* Records of points on named objects
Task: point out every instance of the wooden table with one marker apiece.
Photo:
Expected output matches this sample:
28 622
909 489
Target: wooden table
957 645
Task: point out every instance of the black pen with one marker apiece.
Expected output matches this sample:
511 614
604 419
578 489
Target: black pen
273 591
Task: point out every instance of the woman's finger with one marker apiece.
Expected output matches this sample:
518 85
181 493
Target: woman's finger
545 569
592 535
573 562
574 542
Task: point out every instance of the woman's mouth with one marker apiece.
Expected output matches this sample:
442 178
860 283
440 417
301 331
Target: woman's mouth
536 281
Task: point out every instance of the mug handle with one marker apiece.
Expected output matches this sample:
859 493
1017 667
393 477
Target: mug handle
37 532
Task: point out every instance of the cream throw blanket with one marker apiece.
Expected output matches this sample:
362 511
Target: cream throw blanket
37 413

...

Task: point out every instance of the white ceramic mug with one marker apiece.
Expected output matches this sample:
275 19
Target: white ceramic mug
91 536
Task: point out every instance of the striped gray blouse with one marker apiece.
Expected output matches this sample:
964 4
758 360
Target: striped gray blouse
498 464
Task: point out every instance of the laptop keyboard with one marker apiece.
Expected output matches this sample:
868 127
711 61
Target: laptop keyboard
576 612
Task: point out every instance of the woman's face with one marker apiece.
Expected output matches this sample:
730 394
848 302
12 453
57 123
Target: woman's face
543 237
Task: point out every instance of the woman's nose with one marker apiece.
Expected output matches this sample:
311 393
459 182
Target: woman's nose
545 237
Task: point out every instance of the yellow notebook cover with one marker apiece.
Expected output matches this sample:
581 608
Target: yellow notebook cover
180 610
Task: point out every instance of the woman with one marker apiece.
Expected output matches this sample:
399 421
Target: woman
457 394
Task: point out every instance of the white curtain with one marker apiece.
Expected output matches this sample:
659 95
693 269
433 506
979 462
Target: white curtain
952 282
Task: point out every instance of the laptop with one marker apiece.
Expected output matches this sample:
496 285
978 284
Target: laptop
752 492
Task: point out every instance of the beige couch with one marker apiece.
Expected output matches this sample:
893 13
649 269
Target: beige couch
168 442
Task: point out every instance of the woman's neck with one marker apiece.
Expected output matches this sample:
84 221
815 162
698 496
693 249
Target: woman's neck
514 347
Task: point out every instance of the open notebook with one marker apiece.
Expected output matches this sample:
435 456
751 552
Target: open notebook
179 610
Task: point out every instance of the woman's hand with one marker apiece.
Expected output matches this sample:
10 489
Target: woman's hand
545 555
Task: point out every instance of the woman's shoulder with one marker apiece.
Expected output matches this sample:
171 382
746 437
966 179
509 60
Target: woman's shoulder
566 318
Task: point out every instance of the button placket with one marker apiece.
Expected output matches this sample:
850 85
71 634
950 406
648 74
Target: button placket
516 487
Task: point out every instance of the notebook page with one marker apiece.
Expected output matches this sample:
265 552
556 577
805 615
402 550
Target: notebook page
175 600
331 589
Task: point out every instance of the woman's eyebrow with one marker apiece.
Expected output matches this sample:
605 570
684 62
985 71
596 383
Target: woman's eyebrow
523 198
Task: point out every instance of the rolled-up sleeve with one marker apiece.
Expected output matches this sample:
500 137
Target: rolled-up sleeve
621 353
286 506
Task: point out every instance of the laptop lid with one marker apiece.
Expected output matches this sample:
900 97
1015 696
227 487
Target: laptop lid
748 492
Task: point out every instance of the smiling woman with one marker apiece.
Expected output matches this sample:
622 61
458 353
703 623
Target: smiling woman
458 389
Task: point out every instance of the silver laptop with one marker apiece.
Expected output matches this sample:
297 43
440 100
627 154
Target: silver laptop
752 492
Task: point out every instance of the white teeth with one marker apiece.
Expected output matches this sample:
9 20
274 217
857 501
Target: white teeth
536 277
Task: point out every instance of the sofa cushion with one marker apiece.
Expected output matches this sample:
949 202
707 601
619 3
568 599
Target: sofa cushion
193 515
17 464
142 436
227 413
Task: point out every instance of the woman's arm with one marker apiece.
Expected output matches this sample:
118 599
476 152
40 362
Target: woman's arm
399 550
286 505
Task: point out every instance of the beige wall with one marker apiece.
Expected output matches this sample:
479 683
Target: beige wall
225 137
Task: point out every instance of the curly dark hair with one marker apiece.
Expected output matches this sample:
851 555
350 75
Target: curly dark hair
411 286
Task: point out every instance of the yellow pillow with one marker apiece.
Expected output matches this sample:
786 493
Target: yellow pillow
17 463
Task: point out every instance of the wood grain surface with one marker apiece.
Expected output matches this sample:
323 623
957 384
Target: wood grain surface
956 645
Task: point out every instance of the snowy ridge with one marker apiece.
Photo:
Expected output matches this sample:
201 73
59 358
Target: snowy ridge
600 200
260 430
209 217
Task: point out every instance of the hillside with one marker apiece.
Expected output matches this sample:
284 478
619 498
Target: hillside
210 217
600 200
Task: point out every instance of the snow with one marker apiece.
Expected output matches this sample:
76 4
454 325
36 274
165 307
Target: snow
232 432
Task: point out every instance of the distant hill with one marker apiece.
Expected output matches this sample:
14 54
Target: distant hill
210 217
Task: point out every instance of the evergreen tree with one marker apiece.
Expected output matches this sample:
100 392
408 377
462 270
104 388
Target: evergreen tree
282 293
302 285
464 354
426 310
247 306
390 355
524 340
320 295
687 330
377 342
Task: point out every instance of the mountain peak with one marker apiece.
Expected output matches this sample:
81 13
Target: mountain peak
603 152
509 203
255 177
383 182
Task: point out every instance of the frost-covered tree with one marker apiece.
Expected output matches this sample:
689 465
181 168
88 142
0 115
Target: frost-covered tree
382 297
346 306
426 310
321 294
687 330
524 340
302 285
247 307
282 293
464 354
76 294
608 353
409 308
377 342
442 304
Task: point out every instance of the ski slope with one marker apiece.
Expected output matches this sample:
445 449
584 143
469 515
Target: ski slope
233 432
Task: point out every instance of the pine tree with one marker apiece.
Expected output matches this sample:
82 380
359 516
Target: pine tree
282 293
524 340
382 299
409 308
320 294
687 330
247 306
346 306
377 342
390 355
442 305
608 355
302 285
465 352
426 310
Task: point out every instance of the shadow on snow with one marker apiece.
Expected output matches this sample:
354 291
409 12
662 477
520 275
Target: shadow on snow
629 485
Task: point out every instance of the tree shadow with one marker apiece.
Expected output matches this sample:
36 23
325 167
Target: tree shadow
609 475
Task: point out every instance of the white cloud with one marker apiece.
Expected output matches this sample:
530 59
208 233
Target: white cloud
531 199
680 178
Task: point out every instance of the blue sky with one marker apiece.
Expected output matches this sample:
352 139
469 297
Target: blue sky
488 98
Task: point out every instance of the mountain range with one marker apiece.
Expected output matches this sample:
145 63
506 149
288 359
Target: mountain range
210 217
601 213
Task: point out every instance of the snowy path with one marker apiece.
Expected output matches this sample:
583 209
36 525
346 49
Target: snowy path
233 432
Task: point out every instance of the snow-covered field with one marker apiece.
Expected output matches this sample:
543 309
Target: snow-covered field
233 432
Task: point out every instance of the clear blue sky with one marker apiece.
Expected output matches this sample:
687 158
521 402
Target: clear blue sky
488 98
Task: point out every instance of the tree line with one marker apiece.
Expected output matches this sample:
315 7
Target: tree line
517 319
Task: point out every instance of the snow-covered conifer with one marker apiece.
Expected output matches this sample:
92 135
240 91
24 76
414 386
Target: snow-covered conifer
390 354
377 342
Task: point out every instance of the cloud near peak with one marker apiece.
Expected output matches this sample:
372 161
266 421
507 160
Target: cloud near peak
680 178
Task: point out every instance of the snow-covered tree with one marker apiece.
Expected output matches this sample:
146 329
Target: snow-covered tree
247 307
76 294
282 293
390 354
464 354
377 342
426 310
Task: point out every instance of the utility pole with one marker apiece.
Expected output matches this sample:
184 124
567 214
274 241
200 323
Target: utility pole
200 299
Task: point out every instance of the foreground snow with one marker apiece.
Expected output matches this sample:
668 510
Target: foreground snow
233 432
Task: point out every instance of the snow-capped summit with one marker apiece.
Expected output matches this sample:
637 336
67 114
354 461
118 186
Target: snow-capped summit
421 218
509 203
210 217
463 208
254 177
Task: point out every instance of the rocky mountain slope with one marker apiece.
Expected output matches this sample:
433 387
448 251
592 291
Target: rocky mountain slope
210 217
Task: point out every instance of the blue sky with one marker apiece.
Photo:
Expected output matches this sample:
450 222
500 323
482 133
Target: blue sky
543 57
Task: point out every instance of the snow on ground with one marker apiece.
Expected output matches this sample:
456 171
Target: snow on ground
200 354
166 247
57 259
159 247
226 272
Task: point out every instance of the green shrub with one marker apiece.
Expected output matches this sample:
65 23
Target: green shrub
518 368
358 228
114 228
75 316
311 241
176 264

* WHAT IS EXPECTED
Gather every line of the data above that contains the word "couch", copying each one in full.

* RIGHT ANSWER
Task: point out every instance of the beige couch with one marker apiece.
Target: beige couch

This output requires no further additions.